Work order → Write the records out again. Match them exactly.

== Available data ==

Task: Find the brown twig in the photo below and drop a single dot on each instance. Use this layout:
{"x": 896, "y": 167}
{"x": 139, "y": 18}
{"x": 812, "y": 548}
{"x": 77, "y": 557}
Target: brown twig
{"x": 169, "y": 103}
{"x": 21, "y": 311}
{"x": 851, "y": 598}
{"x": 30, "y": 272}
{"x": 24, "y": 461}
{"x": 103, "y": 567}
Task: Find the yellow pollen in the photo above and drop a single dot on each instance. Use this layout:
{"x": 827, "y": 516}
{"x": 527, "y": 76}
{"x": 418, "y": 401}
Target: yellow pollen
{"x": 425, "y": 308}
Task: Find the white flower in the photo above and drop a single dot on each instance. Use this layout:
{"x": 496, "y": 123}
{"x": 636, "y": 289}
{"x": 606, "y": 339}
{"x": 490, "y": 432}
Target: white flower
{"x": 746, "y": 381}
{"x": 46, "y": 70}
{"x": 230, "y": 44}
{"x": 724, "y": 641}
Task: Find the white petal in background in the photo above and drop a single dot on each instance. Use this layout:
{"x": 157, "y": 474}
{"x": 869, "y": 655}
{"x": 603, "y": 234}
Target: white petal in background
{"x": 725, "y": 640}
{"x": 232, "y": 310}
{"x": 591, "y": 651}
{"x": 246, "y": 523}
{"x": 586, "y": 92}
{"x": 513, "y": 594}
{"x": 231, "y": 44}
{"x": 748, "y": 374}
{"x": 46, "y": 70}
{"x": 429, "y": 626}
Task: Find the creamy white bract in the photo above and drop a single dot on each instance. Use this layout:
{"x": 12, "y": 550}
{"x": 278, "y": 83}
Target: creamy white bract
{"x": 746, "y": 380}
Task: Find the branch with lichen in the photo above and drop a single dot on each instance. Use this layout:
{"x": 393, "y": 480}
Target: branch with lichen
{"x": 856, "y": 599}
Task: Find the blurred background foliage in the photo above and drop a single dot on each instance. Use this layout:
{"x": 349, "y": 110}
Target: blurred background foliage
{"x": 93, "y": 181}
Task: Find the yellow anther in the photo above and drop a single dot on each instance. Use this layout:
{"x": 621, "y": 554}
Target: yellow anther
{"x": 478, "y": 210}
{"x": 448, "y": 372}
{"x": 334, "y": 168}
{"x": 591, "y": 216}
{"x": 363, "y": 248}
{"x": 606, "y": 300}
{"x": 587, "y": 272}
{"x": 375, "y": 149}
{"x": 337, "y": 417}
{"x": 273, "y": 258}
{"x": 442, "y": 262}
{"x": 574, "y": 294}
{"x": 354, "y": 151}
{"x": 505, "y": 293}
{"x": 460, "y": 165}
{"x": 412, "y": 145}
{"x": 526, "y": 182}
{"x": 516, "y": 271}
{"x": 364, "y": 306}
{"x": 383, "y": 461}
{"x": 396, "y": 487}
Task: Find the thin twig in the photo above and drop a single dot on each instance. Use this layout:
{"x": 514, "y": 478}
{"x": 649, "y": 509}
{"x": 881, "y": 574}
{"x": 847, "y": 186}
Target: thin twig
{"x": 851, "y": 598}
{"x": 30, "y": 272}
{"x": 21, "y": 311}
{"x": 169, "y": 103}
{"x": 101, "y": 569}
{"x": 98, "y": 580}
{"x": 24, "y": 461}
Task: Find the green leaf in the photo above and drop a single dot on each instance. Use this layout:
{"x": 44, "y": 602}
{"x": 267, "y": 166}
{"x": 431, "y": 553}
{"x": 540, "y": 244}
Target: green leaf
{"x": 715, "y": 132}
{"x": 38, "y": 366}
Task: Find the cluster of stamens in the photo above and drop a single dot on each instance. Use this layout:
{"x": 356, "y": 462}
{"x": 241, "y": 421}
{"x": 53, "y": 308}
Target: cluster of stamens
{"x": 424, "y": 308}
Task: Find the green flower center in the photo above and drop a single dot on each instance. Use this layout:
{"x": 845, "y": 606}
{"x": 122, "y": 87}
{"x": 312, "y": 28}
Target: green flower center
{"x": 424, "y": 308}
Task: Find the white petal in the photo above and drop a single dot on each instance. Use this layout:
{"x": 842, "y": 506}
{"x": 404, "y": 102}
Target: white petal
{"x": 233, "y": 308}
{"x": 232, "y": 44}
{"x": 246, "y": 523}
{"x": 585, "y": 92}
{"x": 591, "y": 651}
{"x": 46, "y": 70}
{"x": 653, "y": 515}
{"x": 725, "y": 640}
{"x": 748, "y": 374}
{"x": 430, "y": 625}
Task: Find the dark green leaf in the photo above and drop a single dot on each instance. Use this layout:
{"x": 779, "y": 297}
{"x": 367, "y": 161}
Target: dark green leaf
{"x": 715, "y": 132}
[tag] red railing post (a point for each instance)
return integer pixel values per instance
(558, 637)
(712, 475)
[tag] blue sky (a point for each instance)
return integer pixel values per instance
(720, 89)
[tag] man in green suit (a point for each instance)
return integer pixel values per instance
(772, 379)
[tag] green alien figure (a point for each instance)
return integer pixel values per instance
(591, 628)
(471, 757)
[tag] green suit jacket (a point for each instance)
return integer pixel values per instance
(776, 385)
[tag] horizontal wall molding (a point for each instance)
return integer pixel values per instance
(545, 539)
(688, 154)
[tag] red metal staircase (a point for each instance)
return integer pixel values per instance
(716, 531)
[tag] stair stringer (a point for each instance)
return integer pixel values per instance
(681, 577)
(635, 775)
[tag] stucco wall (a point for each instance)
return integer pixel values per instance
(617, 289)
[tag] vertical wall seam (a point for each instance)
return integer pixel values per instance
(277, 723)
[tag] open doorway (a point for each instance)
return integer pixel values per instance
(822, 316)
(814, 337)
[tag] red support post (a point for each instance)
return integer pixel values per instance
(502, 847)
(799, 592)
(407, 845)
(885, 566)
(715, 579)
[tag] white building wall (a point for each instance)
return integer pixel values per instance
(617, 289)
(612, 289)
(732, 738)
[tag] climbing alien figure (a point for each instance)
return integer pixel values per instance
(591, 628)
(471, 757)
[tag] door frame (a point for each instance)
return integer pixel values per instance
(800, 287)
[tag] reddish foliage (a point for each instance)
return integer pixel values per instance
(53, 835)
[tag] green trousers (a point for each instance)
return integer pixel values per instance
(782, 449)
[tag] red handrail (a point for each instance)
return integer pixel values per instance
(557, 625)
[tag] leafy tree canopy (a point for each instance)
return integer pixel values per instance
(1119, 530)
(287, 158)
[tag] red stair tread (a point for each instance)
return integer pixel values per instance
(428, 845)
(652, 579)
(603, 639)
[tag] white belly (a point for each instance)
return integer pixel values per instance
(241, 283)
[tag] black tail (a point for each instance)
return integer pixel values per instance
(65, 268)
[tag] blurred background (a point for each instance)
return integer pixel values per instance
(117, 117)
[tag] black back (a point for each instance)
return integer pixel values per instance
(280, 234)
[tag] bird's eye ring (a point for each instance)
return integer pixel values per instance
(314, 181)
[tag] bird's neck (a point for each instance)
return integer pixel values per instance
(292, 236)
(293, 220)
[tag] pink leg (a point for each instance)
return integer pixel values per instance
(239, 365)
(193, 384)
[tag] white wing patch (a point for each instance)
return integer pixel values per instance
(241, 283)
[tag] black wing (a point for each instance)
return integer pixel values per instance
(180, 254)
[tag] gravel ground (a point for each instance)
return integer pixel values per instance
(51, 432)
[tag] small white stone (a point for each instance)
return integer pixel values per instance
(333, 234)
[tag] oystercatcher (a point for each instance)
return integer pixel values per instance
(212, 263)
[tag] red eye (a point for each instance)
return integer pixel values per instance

===

Answer for this exercise →
Task: Find the brown twig in the photo below and drop a single dot on each instance. Use this layout:
{"x": 896, "y": 167}
{"x": 139, "y": 18}
{"x": 812, "y": 548}
{"x": 77, "y": 557}
Target: brown twig
{"x": 169, "y": 103}
{"x": 21, "y": 311}
{"x": 851, "y": 598}
{"x": 30, "y": 272}
{"x": 24, "y": 461}
{"x": 103, "y": 567}
Task: Find the yellow pollen in the photo above and drop a single dot on each instance. Use this layout:
{"x": 827, "y": 516}
{"x": 527, "y": 76}
{"x": 418, "y": 401}
Target: yellow pollen
{"x": 425, "y": 308}
Task: Find the white flower in the photo above and drop a single dot on each instance. Use this layout:
{"x": 496, "y": 123}
{"x": 636, "y": 289}
{"x": 606, "y": 339}
{"x": 490, "y": 432}
Target: white flower
{"x": 746, "y": 381}
{"x": 46, "y": 70}
{"x": 230, "y": 44}
{"x": 724, "y": 641}
Task: Find the white petal in background in the photo above and drop a single dot on each instance. Use this layout:
{"x": 157, "y": 474}
{"x": 869, "y": 655}
{"x": 603, "y": 234}
Target: white petal in background
{"x": 725, "y": 640}
{"x": 232, "y": 310}
{"x": 591, "y": 651}
{"x": 246, "y": 523}
{"x": 586, "y": 92}
{"x": 513, "y": 594}
{"x": 231, "y": 44}
{"x": 748, "y": 374}
{"x": 46, "y": 70}
{"x": 429, "y": 626}
Task: Find the creamy white bract in the photo above and drop a single dot on each instance. Use this layout:
{"x": 12, "y": 550}
{"x": 278, "y": 83}
Target: creamy white bract
{"x": 746, "y": 380}
Task: Find the branch with lichen in the photo above and drop a single dot on each instance. Use this layout:
{"x": 393, "y": 480}
Target: branch with lichen
{"x": 856, "y": 599}
Task: Find the blurred background foliage in the photo above and drop a single dot on each instance. Use this layout:
{"x": 349, "y": 110}
Target: blurred background foliage
{"x": 93, "y": 181}
Task: Find the yellow anther in the photo above and drop a single dot on each instance. Use this layout:
{"x": 621, "y": 554}
Target: yellow anther
{"x": 478, "y": 210}
{"x": 448, "y": 372}
{"x": 334, "y": 168}
{"x": 591, "y": 216}
{"x": 363, "y": 248}
{"x": 606, "y": 300}
{"x": 587, "y": 272}
{"x": 375, "y": 149}
{"x": 337, "y": 417}
{"x": 273, "y": 258}
{"x": 442, "y": 262}
{"x": 574, "y": 294}
{"x": 354, "y": 151}
{"x": 505, "y": 293}
{"x": 460, "y": 165}
{"x": 412, "y": 145}
{"x": 526, "y": 182}
{"x": 516, "y": 271}
{"x": 364, "y": 306}
{"x": 383, "y": 461}
{"x": 396, "y": 487}
Task: Find the thin twig in the photo above and drop a single dot on each instance. Use this layout:
{"x": 514, "y": 478}
{"x": 649, "y": 509}
{"x": 881, "y": 574}
{"x": 847, "y": 186}
Target: thin twig
{"x": 851, "y": 598}
{"x": 30, "y": 272}
{"x": 21, "y": 311}
{"x": 169, "y": 103}
{"x": 101, "y": 569}
{"x": 98, "y": 580}
{"x": 24, "y": 461}
Task: Find the green leaf in the photo above and drop a single dot on each instance. Use this layout:
{"x": 44, "y": 602}
{"x": 267, "y": 166}
{"x": 431, "y": 553}
{"x": 540, "y": 244}
Target: green leaf
{"x": 715, "y": 132}
{"x": 38, "y": 366}
Task: Find the cluster of stamens in the photo above and drop a single dot on each instance. Use this layout:
{"x": 356, "y": 462}
{"x": 241, "y": 421}
{"x": 53, "y": 308}
Target: cluster of stamens
{"x": 424, "y": 308}
Task: Find the green flower center in the photo above and drop a single dot on each instance. Use this layout:
{"x": 845, "y": 606}
{"x": 122, "y": 87}
{"x": 312, "y": 28}
Target: green flower center
{"x": 424, "y": 308}
Task: Find the white petal in the photo above and drop a single dot on each instance. Use this layout:
{"x": 842, "y": 506}
{"x": 404, "y": 102}
Target: white petal
{"x": 233, "y": 308}
{"x": 232, "y": 44}
{"x": 246, "y": 523}
{"x": 585, "y": 92}
{"x": 591, "y": 651}
{"x": 46, "y": 70}
{"x": 653, "y": 515}
{"x": 725, "y": 640}
{"x": 748, "y": 374}
{"x": 430, "y": 625}
Task: Find the dark green leaf in the photo above and drop a single dot on each instance. Use this layout:
{"x": 779, "y": 297}
{"x": 367, "y": 161}
Target: dark green leaf
{"x": 715, "y": 132}
[tag] red railing post (a point for each instance)
return integer pixel values per instance
(558, 637)
(712, 475)
[tag] blue sky (a point for each instance)
return integer pixel values per instance
(720, 89)
[tag] man in green suit (a point for each instance)
return integer pixel values per instance
(772, 379)
[tag] green alien figure (a point for each instance)
return integer pixel values per instance
(591, 628)
(471, 757)
[tag] green suit jacket (a point for each instance)
return integer pixel values per instance
(776, 385)
[tag] horizontal wall molding (a point for each instance)
return integer pixel values per instance
(545, 539)
(688, 154)
[tag] red metal staircase (a point for each instance)
return integer pixel values per instance
(716, 531)
[tag] stair stringer (a point for each instance)
return integer pixel values per instance
(681, 577)
(635, 775)
[tag] stucco wall (a point for each instance)
return integer pixel values per instance
(617, 289)
[tag] vertical wall seam (a point for each instance)
return integer pixel values per instance
(277, 723)
[tag] open doorway (a point for each instance)
return integer pixel values per instance
(822, 316)
(814, 337)
[tag] red support post (a point for each instance)
return integer pixel values per instance
(502, 847)
(799, 592)
(407, 845)
(885, 566)
(715, 579)
[tag] white building wall (a point for each instance)
return integer pixel values per instance
(617, 289)
(612, 289)
(732, 738)
[tag] climbing alien figure (a point for each instance)
return integer pixel values per instance
(591, 628)
(471, 757)
[tag] door frame (a point for each instance)
return integer pixel values per instance
(800, 287)
[tag] reddish foliage (a point for each instance)
return integer pixel values per instance
(53, 835)
[tag] green trousers (a point for each instance)
return integer pixel values per instance
(782, 449)
[tag] red handrail (a point for each instance)
return integer pixel values per instance
(557, 625)
[tag] leafy tree canopy (a point for each instance)
return integer pixel values per instance
(1119, 530)
(287, 158)
[tag] red stair tread (a point for each instance)
return integer pixel values per instance
(428, 845)
(652, 579)
(603, 639)
[tag] white belly (a point for each instance)
return integer pixel values per instance
(241, 283)
[tag] black tail (a point for each instance)
return integer pixel values per instance
(65, 268)
[tag] blurred background (a point for each instance)
return integer pixel values per instance
(117, 117)
[tag] black back (a point for each instance)
return integer pixel values per instance
(280, 234)
[tag] bird's eye ring (a point for each instance)
return integer pixel values per instance
(314, 181)
[tag] bird's neck (a point for each instance)
return integer pixel values per instance
(292, 236)
(293, 220)
[tag] pink leg (a point for each instance)
return integer pixel values per instance
(239, 365)
(193, 384)
[tag] white wing patch (a point for each instance)
return integer pixel values per instance
(241, 283)
[tag] black wing (a point for each instance)
return integer pixel values per instance
(180, 254)
[tag] gravel ground (a point for each instance)
return integer pixel values per instance
(51, 432)
[tag] small white stone (a point for each instance)
return integer pixel values per instance
(333, 234)
[tag] oystercatcher (a point for each instance)
return integer pixel values per instance
(212, 263)
[tag] red eye (a point for each instance)
return integer pixel values per instance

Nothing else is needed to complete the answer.